__Instructions for the task__
Copy out all of the material below, requests included, but multiply every coordinate in the answers by 2.45 and round to whole numbers, with halves rounding up. Leave the pictures out.

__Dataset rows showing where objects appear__
****************************************
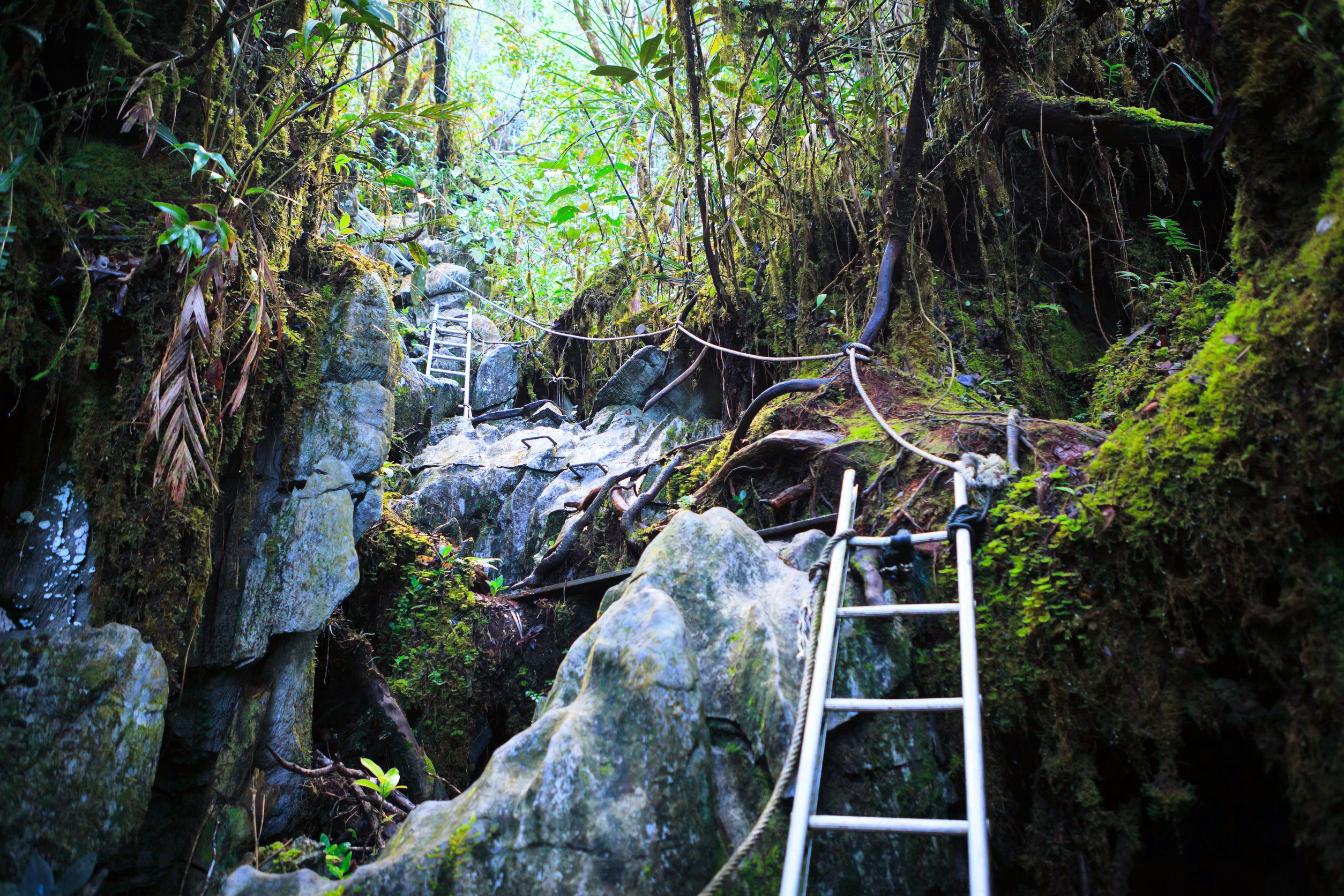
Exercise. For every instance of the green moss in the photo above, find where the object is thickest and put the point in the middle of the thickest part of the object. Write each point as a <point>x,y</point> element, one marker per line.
<point>451,656</point>
<point>1179,322</point>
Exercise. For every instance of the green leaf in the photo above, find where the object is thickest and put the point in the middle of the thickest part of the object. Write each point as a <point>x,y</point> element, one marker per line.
<point>176,213</point>
<point>620,73</point>
<point>649,49</point>
<point>609,170</point>
<point>394,179</point>
<point>562,191</point>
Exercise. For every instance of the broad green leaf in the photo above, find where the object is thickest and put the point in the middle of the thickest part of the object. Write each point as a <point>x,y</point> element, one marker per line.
<point>649,49</point>
<point>621,73</point>
<point>562,191</point>
<point>176,213</point>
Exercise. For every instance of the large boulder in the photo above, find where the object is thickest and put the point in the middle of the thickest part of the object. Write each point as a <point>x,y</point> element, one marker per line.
<point>351,422</point>
<point>81,720</point>
<point>507,484</point>
<point>495,378</point>
<point>304,562</point>
<point>358,339</point>
<point>445,280</point>
<point>609,792</point>
<point>413,397</point>
<point>644,374</point>
<point>659,743</point>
****************************************
__Task output__
Exercise. For every instance of the green moss in the photo above, find where the object is thickest and put the point in the middle of the thickest part of the object. Write each point as a <point>x,y</point> element, one marker per line.
<point>1105,1607</point>
<point>2889,789</point>
Exercise. For every instance of the green leaf in the photo above, find where the object is thickest and put the point in the middle of the thickest part of the object. Write each point as a <point>x,y</point> element, one marker per line.
<point>431,522</point>
<point>1519,179</point>
<point>1590,120</point>
<point>1492,417</point>
<point>965,439</point>
<point>1377,468</point>
Exercise. For every instance of the broad green leaf in the photo above, find where the object is thickest and put the point in the middle of the thickest part of the object. Write each point as a <point>x,y</point> element, one marker per line.
<point>1590,120</point>
<point>1521,179</point>
<point>1377,468</point>
<point>431,522</point>
Exercise. For every instance of the large boulder in the photo above, find where the object is thickest and put the point in the middle of the thickest part of the object. Write each point as a <point>x,y</point> element, one marker per line.
<point>860,1034</point>
<point>198,1764</point>
<point>1242,1186</point>
<point>1213,926</point>
<point>745,1377</point>
<point>877,831</point>
<point>1090,686</point>
<point>1492,1940</point>
<point>1012,973</point>
<point>1578,916</point>
<point>1615,1820</point>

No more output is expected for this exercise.